** begin Selection **
In addition to defining Anabaptist theology in terms of a common core shared with all Christian traditions, Ollenburger also uses the supposed shared common core to challenge a perception about the relationship of theology and ethics within Anabaptism. As formulated by Ollenburger, this perception, particularly for the previous generation of scholarship, is that Anabaptists were concerned about ethics more than about theology, and consequently did relatively little formal theologizing within the classic categories. Stated in classic categories, Anabaptists were more interested in orthopraxis than in orthodoxy. A further view challenged by Ollenburger is that what theology Anabaptists did inherit from classic sources (whether Catholic or Protestant) could and did undermine their ethical convictions. In other words, there was a tension between orthodoxy and orthopraxis. By depicting Anabaptist theology in terms of a core shared with all Christians, Ollenburger seeks to challenge both these assumptions or claims, arguing not only that Anabaptists shared the theology of the common core but also that their ethical concerns were grounded in that core. In other words, orthodoxy results in orthopraxis.

My analysis of Ollenburger's version of Anabaptist theology identifies a series of unacknowledged but real choices and assumptions that shape his approach and determine the outcome.

The choice of a common core

The first such choice was to define Anabaptist theology in terms of a shared common core. That decision ought not be presented as self-evident. There are other approaches to developing an Anabaptist theology or theology for Anabaptists. Another choice will emerge from my critique of Ollenburger's proposal.

Choice of content for the common core

Second, although it was presented as self-evident, Ollenburger made a choice about the content of the presumed common core. Actually, the idea of a core is not a new idea. Under several different names, the idea has been tried any number of times in various Christian contexts both within and without the Anabaptist tradition. Finding the common core of all religions produced the principles of eighteenth-century Deism. Rex Koivisto surveyed a number of efforts to identify a common Christian core before positing his own suggestion for it.(1) The formative idea of the denomination known as the Christian Church was to organize around the core of essential doctrines and allow freedom of choice on other issues. The idea of a common core underlies the phrase "In essentials unity, in non-essentials liberty, in all things love," which served as the mantra of the General Conference Mennonite Church as well as a variety of Lutheran groups,(2) the United Church of Christ, at least one Unitarian-oriented minister,(3) other religious groupings as can be determined with a quick Google search, and even the Irish Socialist Federation.(4) The concept of a common core is present behind the two lists developed by Mennonite writers of both fundamentalist or evangelical and progressive or liberal persuasions in the twentieth century, identifying theological propositions shared with all Christians and those specific to Mennonites.(5) Setting aside the Irish labor party, the interesting point for Ollenburger's choice of a core is that there is far from a consensus on what belongs to the core. Not even Mennonites have a consensus on the content or number of issues that belong in the core—neither a core defined by fundamentalist nor progressive Mennonites corresponds with Ollenburger's. The identity of the core only appears self-evident when other suggestions are not brought into view. Ollenburger has made a choice to define the Anabaptist core in line with the classic creedal tradition of Christendom rather than following a number of other, different suggestions for the core as defined by such Mennonite writers as John Horsch, J. E. Hartzler, John C. Wenger, or Ron Sider, as well as suggestions from outside of Anabaptism. Ollenburger made a choice of content for the core without rationalizing it or acknowledging that other choices for the core were possible.
** end Selection **
** begin Record list **
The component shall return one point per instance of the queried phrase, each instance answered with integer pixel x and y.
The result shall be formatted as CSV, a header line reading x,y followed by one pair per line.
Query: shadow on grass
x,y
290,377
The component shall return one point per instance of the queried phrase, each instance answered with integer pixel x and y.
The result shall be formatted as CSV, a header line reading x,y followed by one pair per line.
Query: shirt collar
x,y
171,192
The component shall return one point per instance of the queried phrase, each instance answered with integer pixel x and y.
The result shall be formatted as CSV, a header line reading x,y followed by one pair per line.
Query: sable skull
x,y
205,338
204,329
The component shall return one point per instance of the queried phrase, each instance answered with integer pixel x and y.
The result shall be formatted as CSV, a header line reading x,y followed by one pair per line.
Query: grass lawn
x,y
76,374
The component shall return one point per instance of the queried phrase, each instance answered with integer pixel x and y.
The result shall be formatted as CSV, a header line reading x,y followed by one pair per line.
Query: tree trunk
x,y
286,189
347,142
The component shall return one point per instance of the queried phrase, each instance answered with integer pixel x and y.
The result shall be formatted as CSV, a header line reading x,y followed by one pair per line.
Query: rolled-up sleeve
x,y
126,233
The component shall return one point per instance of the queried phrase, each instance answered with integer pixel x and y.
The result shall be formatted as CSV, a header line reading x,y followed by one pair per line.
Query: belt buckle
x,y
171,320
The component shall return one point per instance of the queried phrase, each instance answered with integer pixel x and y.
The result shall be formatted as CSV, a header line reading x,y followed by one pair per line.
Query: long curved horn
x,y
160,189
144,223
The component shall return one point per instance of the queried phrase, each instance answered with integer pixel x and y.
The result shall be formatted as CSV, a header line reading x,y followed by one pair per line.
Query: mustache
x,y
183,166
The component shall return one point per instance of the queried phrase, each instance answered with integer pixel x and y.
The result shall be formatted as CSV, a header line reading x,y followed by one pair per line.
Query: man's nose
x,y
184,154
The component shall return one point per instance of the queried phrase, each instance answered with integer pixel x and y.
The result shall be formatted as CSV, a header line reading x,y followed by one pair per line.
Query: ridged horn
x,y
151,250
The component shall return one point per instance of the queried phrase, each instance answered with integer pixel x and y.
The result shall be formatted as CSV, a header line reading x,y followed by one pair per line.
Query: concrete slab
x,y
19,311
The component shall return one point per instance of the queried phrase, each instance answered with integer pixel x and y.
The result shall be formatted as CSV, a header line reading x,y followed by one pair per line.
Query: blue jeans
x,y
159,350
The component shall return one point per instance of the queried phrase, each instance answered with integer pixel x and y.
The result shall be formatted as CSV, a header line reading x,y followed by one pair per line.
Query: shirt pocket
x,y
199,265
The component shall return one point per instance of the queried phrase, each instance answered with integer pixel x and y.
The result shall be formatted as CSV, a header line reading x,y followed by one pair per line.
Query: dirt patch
** end Record list **
> _Parts of the exercise_:
**1)** In the passage on Ollenburger, what did finding the common core of all religions produce?
**2)** From the passage on Ollenburger, extract the text from "My analysis of" up to and including "of Ollenburger's proposal.".

> _Worked solutions_:
**1)** It produced the principles of eighteenth-century Deism.

**2)**
My analysis of Ollenburger's version of Anabaptist theology identifies a series of unacknowledged but real choices and assumptions that shape his approach and determine the outcome.

The choice of a common core

The first such choice was to define Anabaptist theology in terms of a shared common core. That decision ought not be presented as self-evident. There are other approaches to developing an Anabaptist theology or theology for Anabaptists. Another choice will emerge from my critique of Ollenburger's proposal.